● **What is needed**
Copy the records below exactly as they are written.

(Items from a dataset)
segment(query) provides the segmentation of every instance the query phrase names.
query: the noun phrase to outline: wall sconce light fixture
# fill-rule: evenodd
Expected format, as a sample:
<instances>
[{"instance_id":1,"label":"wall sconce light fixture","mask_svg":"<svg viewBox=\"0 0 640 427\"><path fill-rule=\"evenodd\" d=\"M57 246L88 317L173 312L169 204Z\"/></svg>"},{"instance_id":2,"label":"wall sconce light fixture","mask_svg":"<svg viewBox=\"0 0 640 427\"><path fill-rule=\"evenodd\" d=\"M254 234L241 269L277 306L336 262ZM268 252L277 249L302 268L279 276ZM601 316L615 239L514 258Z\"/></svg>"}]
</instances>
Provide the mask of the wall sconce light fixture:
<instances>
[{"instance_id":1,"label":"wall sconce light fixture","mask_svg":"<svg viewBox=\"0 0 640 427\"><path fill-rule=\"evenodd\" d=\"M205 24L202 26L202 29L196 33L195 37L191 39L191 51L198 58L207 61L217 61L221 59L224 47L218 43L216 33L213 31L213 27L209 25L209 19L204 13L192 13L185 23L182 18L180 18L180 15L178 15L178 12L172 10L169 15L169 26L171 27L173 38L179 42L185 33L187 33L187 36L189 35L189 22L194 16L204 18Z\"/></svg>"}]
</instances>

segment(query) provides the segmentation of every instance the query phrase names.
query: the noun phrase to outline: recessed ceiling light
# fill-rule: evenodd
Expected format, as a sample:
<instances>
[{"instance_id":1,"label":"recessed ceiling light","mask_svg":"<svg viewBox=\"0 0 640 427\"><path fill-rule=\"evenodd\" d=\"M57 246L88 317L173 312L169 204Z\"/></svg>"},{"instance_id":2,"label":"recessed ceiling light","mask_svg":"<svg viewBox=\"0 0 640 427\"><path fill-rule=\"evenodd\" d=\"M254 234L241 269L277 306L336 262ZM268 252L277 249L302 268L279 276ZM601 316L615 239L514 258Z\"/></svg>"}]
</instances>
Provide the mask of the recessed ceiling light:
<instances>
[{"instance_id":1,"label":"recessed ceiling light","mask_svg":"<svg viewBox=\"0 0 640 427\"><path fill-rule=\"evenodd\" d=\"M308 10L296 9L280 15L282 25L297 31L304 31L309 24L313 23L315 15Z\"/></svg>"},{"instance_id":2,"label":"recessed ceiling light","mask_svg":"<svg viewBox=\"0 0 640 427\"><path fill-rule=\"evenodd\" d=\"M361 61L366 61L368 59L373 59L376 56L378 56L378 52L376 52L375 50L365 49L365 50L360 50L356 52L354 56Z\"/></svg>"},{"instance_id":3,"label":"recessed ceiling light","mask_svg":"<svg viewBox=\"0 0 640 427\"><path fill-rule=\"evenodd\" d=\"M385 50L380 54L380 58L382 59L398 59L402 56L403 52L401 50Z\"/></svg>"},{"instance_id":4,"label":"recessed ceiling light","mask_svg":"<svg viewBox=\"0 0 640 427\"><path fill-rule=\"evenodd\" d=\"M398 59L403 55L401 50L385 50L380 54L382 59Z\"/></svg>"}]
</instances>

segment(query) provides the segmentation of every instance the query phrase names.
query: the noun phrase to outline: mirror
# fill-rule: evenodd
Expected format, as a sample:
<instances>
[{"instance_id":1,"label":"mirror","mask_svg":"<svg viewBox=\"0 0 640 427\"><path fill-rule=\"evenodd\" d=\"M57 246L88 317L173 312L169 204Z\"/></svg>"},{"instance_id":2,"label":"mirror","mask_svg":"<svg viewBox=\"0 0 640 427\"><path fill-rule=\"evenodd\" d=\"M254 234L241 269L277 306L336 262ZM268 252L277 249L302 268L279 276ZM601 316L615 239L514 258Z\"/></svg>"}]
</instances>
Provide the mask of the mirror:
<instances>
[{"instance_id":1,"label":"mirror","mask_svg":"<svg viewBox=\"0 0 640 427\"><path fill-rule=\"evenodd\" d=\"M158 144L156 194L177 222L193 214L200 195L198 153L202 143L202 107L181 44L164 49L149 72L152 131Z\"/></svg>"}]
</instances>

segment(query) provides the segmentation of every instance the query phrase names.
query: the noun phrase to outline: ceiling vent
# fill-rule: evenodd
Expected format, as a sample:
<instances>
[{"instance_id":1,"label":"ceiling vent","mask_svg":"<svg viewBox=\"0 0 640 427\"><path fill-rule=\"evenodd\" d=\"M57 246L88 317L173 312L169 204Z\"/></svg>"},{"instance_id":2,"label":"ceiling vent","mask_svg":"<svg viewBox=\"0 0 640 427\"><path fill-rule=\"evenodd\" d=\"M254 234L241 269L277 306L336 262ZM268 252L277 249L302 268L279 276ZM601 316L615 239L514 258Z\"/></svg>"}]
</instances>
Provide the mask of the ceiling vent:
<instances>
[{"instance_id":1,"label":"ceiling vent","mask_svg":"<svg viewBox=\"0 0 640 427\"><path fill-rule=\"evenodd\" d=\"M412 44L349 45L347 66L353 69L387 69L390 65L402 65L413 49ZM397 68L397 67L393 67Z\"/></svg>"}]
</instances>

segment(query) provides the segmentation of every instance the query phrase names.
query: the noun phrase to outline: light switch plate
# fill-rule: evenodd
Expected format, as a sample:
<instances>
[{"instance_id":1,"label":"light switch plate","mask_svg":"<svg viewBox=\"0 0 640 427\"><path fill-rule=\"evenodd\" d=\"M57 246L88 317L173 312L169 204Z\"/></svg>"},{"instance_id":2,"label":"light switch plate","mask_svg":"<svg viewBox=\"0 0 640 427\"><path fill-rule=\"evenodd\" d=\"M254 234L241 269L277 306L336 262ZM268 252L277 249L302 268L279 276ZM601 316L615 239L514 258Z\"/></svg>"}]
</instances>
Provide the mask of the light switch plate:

● **Answer to this task**
segment(query) provides the segmentation of every instance the query phrase names.
query: the noun phrase to outline: wall sconce light fixture
# fill-rule: evenodd
Expected format, as a sample:
<instances>
[{"instance_id":1,"label":"wall sconce light fixture","mask_svg":"<svg viewBox=\"0 0 640 427\"><path fill-rule=\"evenodd\" d=\"M57 246L88 317L173 312L169 204Z\"/></svg>"},{"instance_id":2,"label":"wall sconce light fixture","mask_svg":"<svg viewBox=\"0 0 640 427\"><path fill-rule=\"evenodd\" d=\"M254 234L241 269L277 306L336 262ZM268 252L277 249L302 268L279 276ZM601 316L615 239L514 258Z\"/></svg>"}]
</instances>
Provide the mask of the wall sconce light fixture:
<instances>
[{"instance_id":1,"label":"wall sconce light fixture","mask_svg":"<svg viewBox=\"0 0 640 427\"><path fill-rule=\"evenodd\" d=\"M205 24L202 26L202 29L196 33L195 37L191 39L191 51L198 58L207 61L217 61L221 59L224 47L218 43L216 33L213 31L213 27L209 25L209 19L204 13L192 13L185 23L182 18L180 18L180 15L178 15L178 12L172 10L169 15L169 26L171 27L173 38L179 42L185 33L187 33L187 36L189 35L189 22L194 16L204 18Z\"/></svg>"}]
</instances>

segment(query) provides the segmentation of every instance the query phrase names.
query: the noun phrase to outline: recessed ceiling light
# fill-rule: evenodd
Expected format, as a sample:
<instances>
[{"instance_id":1,"label":"recessed ceiling light","mask_svg":"<svg viewBox=\"0 0 640 427\"><path fill-rule=\"evenodd\" d=\"M57 246L88 317L173 312L169 204Z\"/></svg>"},{"instance_id":2,"label":"recessed ceiling light","mask_svg":"<svg viewBox=\"0 0 640 427\"><path fill-rule=\"evenodd\" d=\"M254 234L241 269L277 306L336 262ZM268 252L277 249L302 268L279 276ZM601 316L615 239L514 258Z\"/></svg>"}]
</instances>
Provide the mask of the recessed ceiling light:
<instances>
[{"instance_id":1,"label":"recessed ceiling light","mask_svg":"<svg viewBox=\"0 0 640 427\"><path fill-rule=\"evenodd\" d=\"M308 10L296 9L280 15L282 25L297 31L304 31L309 24L313 23L315 15Z\"/></svg>"},{"instance_id":2,"label":"recessed ceiling light","mask_svg":"<svg viewBox=\"0 0 640 427\"><path fill-rule=\"evenodd\" d=\"M361 61L366 61L368 59L373 59L376 56L378 56L378 52L376 52L375 50L365 49L365 50L360 50L356 52L354 56Z\"/></svg>"},{"instance_id":3,"label":"recessed ceiling light","mask_svg":"<svg viewBox=\"0 0 640 427\"><path fill-rule=\"evenodd\" d=\"M385 50L380 54L380 58L382 59L398 59L402 56L403 52L401 50Z\"/></svg>"},{"instance_id":4,"label":"recessed ceiling light","mask_svg":"<svg viewBox=\"0 0 640 427\"><path fill-rule=\"evenodd\" d=\"M398 59L403 55L401 50L385 50L380 54L382 59Z\"/></svg>"}]
</instances>

segment(query) provides the segmentation of every instance the query phrase names.
query: the noun phrase to outline: mirror
# fill-rule: evenodd
Expected format, as a sample:
<instances>
[{"instance_id":1,"label":"mirror","mask_svg":"<svg viewBox=\"0 0 640 427\"><path fill-rule=\"evenodd\" d=\"M57 246L88 317L173 312L169 204Z\"/></svg>"},{"instance_id":2,"label":"mirror","mask_svg":"<svg viewBox=\"0 0 640 427\"><path fill-rule=\"evenodd\" d=\"M254 234L241 269L277 306L336 262ZM268 252L277 249L302 268L279 276ZM601 316L615 239L514 258Z\"/></svg>"}]
</instances>
Provide the mask of the mirror:
<instances>
[{"instance_id":1,"label":"mirror","mask_svg":"<svg viewBox=\"0 0 640 427\"><path fill-rule=\"evenodd\" d=\"M158 144L156 194L177 222L193 214L200 195L198 153L202 143L202 107L181 44L164 49L149 72L152 131Z\"/></svg>"}]
</instances>

segment(query) provides the segmentation of every instance the query phrase names.
query: the noun phrase to outline: ceiling vent
# fill-rule: evenodd
Expected format, as a sample:
<instances>
[{"instance_id":1,"label":"ceiling vent","mask_svg":"<svg viewBox=\"0 0 640 427\"><path fill-rule=\"evenodd\" d=\"M57 246L88 317L173 312L169 204Z\"/></svg>"},{"instance_id":2,"label":"ceiling vent","mask_svg":"<svg viewBox=\"0 0 640 427\"><path fill-rule=\"evenodd\" d=\"M254 234L241 269L277 306L336 262ZM268 252L277 249L302 268L279 276ZM601 316L615 239L514 258Z\"/></svg>"}]
</instances>
Provide the mask of the ceiling vent:
<instances>
[{"instance_id":1,"label":"ceiling vent","mask_svg":"<svg viewBox=\"0 0 640 427\"><path fill-rule=\"evenodd\" d=\"M412 44L349 45L347 66L353 69L387 69L390 65L402 65L413 49ZM397 68L397 67L393 67Z\"/></svg>"}]
</instances>

segment(query) provides the segmentation of every instance the query phrase names.
query: the noun phrase to outline: light switch plate
# fill-rule: evenodd
Expected format, as a sample:
<instances>
[{"instance_id":1,"label":"light switch plate","mask_svg":"<svg viewBox=\"0 0 640 427\"><path fill-rule=\"evenodd\" d=\"M57 246L88 317L173 312L169 204Z\"/></svg>"},{"instance_id":2,"label":"light switch plate","mask_svg":"<svg viewBox=\"0 0 640 427\"><path fill-rule=\"evenodd\" d=\"M254 234L241 269L277 306L336 262ZM268 252L277 249L302 268L279 276ZM601 316L615 239L514 258Z\"/></svg>"}]
</instances>
Provide the mask of the light switch plate:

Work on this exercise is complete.